- Provided records:

— START —

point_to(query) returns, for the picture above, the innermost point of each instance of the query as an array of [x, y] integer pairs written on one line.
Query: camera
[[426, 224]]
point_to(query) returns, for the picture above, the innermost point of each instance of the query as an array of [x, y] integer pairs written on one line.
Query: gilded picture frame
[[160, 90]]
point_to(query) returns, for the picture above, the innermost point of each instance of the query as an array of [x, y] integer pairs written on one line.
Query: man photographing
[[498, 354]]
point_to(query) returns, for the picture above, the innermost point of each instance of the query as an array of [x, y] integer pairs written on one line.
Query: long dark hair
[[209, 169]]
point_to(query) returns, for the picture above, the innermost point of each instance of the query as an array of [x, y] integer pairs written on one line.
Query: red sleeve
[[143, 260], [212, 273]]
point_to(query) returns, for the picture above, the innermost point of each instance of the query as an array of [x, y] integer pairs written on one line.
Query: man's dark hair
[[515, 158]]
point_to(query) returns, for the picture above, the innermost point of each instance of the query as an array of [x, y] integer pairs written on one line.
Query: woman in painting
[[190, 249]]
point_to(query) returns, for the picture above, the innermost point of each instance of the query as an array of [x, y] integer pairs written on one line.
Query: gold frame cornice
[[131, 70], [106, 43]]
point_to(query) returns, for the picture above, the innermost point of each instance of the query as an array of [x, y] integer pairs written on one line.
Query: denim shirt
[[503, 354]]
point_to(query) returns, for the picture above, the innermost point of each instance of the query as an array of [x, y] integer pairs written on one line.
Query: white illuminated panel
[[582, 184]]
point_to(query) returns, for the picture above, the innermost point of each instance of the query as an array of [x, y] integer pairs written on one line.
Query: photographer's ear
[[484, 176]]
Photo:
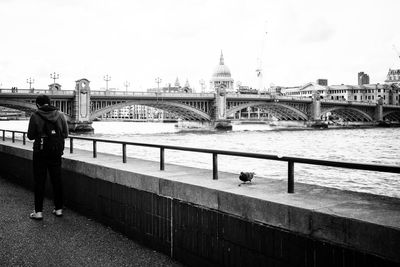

— END —

- Request:
Which lines in the data above contain the word "hair"? Pull each one out and copy it in full.

- Written solution:
Query: long dark hair
Query: man's dark hair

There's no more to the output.